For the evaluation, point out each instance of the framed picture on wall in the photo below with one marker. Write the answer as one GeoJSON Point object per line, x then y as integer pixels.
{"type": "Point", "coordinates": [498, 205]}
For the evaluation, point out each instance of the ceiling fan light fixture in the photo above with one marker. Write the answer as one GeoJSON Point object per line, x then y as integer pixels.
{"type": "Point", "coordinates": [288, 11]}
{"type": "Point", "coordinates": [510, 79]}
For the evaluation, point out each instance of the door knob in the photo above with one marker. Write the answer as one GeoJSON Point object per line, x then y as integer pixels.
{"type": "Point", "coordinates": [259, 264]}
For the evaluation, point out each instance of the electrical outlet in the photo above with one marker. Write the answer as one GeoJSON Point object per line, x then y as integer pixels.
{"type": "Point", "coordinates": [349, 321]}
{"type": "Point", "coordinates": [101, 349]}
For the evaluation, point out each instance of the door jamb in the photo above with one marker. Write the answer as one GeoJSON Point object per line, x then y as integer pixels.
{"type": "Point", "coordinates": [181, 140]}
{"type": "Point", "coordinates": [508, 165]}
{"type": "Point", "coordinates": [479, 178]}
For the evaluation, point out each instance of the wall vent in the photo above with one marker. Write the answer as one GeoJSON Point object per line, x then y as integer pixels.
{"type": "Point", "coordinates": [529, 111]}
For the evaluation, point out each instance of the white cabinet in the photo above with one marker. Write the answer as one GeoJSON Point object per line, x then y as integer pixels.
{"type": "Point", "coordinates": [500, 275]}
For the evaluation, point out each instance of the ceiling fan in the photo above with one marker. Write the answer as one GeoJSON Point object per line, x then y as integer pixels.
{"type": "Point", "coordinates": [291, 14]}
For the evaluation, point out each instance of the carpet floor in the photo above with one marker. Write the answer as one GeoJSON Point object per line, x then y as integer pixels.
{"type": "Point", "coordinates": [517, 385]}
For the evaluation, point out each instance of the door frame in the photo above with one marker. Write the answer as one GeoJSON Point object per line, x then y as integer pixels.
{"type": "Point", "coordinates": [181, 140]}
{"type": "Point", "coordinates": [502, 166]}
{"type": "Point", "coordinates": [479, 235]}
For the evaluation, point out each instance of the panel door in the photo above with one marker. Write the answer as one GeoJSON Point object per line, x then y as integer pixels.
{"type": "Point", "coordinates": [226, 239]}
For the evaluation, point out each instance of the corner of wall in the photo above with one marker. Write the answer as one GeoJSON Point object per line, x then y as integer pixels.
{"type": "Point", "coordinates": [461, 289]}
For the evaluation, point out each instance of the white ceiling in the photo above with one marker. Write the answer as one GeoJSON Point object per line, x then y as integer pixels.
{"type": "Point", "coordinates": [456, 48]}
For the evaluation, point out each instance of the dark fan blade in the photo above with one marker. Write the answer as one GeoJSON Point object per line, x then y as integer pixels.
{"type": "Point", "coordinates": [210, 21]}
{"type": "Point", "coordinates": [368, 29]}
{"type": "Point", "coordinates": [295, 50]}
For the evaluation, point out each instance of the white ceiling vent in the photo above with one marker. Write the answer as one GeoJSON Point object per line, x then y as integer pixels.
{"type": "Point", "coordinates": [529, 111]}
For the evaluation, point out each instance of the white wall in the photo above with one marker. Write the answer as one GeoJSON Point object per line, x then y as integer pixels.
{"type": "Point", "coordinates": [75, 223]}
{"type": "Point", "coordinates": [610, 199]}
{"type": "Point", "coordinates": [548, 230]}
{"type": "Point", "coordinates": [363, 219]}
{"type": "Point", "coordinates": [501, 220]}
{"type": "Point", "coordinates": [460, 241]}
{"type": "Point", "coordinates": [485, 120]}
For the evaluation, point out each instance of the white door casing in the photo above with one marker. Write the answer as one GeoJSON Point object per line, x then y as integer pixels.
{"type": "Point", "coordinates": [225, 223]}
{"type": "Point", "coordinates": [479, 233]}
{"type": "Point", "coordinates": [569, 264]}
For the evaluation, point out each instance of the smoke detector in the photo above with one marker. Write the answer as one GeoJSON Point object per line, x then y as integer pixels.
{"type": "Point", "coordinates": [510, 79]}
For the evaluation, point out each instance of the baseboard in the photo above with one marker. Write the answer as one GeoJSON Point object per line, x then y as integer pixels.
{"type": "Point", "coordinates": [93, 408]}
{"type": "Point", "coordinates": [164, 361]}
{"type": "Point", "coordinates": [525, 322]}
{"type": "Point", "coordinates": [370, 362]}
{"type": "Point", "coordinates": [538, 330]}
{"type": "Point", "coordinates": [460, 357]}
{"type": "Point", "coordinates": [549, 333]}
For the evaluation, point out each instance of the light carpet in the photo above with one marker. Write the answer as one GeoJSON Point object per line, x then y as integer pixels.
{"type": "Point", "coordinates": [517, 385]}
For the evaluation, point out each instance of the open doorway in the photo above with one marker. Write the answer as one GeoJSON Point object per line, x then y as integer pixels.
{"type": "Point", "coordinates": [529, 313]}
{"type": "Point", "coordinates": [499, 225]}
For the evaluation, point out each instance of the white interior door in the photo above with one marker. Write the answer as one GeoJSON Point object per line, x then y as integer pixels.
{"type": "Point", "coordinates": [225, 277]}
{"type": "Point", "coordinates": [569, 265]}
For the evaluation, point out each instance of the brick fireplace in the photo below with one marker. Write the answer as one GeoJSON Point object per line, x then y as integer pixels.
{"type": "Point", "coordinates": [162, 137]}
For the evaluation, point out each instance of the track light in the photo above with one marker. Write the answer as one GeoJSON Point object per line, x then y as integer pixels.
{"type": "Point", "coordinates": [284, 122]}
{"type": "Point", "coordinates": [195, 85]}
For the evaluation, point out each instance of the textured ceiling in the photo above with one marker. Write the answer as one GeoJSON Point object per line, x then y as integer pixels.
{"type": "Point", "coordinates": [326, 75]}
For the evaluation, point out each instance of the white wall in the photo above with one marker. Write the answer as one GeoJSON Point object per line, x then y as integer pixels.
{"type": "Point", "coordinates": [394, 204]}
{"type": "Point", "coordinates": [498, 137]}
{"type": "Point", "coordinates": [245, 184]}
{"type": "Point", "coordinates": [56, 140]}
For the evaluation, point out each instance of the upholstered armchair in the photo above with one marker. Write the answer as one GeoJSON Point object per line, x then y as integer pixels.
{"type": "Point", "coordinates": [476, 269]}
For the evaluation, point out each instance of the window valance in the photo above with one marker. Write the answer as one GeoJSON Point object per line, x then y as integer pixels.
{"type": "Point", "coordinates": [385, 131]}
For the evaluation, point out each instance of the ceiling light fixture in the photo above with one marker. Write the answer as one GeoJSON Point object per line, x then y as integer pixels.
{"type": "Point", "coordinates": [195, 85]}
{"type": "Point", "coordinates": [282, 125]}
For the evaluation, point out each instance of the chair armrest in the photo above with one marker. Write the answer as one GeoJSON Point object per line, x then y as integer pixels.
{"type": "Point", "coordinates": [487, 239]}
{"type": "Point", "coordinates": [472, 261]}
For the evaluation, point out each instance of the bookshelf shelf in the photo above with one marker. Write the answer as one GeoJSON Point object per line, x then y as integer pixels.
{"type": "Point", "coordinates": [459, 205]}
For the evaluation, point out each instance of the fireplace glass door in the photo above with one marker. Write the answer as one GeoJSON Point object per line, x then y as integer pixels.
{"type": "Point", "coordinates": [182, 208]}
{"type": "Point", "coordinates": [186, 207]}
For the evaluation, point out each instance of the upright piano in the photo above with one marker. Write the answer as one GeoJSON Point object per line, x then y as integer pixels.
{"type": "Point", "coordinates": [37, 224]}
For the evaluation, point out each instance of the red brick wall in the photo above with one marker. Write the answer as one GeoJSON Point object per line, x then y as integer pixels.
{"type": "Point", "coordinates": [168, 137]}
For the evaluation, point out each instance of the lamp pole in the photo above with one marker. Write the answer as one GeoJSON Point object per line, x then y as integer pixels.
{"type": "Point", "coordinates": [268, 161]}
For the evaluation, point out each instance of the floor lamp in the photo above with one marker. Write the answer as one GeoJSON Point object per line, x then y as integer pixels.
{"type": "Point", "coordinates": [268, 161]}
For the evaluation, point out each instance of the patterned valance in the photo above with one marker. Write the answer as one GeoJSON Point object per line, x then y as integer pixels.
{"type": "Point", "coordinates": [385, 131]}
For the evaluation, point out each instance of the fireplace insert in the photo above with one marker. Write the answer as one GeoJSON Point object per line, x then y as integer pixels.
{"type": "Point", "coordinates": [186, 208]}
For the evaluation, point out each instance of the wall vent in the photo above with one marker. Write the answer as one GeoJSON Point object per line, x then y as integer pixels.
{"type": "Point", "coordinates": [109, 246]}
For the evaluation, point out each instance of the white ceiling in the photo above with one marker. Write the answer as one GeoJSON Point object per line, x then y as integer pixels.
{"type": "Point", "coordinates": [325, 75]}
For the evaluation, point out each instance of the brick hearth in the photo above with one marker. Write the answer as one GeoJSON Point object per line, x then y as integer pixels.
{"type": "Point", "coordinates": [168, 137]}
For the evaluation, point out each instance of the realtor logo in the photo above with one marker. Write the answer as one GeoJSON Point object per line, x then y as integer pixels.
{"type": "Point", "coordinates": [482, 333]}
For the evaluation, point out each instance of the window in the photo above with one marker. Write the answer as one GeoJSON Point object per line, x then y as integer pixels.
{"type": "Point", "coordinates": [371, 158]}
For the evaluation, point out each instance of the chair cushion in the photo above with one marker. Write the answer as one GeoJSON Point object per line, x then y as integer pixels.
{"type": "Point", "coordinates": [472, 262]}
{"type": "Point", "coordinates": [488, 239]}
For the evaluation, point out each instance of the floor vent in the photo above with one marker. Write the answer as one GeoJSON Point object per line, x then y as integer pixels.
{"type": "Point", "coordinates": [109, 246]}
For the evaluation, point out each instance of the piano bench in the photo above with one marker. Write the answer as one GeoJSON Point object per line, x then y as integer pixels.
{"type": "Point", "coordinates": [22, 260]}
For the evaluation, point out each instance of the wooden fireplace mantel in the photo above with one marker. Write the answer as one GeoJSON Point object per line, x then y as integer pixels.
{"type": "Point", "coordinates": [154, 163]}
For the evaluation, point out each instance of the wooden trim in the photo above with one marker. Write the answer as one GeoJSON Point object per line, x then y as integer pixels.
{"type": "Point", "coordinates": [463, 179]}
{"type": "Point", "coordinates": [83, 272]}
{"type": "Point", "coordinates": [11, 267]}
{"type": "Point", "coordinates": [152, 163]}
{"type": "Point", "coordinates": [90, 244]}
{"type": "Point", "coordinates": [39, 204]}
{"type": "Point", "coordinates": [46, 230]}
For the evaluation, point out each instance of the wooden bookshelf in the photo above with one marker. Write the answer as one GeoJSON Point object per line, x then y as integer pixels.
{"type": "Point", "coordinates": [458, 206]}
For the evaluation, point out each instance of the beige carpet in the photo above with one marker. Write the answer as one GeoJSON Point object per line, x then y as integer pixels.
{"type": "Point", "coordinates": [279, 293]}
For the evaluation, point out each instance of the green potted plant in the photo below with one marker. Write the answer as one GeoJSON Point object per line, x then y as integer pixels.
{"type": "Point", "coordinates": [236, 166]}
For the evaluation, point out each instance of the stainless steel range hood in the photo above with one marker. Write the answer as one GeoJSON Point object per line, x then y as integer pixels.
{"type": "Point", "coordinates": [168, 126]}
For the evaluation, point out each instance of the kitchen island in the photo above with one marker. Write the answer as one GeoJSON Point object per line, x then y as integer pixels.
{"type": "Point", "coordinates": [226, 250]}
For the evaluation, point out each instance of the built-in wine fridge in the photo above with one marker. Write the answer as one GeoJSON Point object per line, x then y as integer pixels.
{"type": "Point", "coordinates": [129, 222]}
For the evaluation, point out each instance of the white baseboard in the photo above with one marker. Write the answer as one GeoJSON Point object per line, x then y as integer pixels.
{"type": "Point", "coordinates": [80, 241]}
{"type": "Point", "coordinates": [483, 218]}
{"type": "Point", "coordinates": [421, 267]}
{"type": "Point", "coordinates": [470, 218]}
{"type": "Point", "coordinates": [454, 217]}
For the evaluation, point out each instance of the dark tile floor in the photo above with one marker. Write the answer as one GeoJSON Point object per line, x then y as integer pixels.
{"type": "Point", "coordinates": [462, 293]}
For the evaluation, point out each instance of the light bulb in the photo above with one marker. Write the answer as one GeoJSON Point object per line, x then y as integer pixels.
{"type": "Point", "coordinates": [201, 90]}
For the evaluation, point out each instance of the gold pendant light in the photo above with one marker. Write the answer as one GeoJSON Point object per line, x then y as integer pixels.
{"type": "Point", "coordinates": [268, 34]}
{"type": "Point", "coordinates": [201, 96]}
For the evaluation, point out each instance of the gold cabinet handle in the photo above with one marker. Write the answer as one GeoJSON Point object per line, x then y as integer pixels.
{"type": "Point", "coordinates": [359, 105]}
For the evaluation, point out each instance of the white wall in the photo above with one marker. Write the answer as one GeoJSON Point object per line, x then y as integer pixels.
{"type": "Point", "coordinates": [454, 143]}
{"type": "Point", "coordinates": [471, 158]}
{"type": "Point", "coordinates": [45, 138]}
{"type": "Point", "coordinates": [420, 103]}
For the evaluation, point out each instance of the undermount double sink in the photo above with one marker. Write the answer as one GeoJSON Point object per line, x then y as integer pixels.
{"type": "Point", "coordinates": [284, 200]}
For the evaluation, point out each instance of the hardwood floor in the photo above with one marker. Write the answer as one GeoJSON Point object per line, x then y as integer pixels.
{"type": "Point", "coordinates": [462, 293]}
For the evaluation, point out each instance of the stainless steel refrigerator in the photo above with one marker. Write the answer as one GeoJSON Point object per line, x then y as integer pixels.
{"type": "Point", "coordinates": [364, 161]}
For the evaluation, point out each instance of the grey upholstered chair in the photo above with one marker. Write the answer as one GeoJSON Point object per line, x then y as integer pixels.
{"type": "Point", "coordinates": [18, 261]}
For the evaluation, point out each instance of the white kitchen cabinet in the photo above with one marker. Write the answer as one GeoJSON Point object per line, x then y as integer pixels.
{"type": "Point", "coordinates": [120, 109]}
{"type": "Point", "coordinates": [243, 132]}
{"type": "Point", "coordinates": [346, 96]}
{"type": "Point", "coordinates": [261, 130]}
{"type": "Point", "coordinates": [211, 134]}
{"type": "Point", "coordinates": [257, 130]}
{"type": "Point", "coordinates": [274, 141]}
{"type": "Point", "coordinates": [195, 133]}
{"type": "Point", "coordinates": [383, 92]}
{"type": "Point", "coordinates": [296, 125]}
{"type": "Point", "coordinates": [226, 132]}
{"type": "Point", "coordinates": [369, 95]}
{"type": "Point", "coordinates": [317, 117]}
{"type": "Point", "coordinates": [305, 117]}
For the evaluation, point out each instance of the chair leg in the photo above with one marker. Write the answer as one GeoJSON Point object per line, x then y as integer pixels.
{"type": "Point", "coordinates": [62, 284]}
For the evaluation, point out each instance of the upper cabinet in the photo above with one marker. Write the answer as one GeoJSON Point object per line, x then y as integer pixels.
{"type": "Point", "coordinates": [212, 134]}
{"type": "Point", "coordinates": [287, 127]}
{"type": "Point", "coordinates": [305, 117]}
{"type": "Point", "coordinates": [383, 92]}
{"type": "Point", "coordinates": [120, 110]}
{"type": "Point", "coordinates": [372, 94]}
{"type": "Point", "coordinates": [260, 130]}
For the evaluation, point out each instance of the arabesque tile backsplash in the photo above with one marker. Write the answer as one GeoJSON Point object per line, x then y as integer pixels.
::::
| EXERCISE BRIEF |
Return only the lines running from the line with "For the evaluation, point out each instance of the white kitchen" to the last line of the records, both included, exactly as written.

| TASK ANSWER |
For the evaluation, point out each instance of the white kitchen cabinet in the photo above with one marker. Write the answer as one GeoJSON Point object per line, x then y as integer pixels.
{"type": "Point", "coordinates": [120, 109]}
{"type": "Point", "coordinates": [243, 132]}
{"type": "Point", "coordinates": [346, 96]}
{"type": "Point", "coordinates": [261, 130]}
{"type": "Point", "coordinates": [211, 134]}
{"type": "Point", "coordinates": [257, 130]}
{"type": "Point", "coordinates": [274, 141]}
{"type": "Point", "coordinates": [195, 133]}
{"type": "Point", "coordinates": [383, 92]}
{"type": "Point", "coordinates": [296, 125]}
{"type": "Point", "coordinates": [226, 132]}
{"type": "Point", "coordinates": [369, 95]}
{"type": "Point", "coordinates": [317, 117]}
{"type": "Point", "coordinates": [305, 117]}
For the evaluation, point out each instance of the chair leg in the photo above with one marker. Write the answer as one GeoJSON Point object per line, x then y as integer pixels.
{"type": "Point", "coordinates": [62, 284]}
For the evaluation, point out each instance of the upper cabinet in the photo above with one marker. Write the answer as one GeoJSON Point object per line, x then y as integer pixels.
{"type": "Point", "coordinates": [212, 134]}
{"type": "Point", "coordinates": [287, 127]}
{"type": "Point", "coordinates": [305, 117]}
{"type": "Point", "coordinates": [383, 92]}
{"type": "Point", "coordinates": [120, 110]}
{"type": "Point", "coordinates": [372, 94]}
{"type": "Point", "coordinates": [260, 130]}
For the evaluation, point out each instance of the arabesque tile backsplash in the photo above with one marker. Write the answer as one GeoJSON Point object per line, x then y as integer pixels.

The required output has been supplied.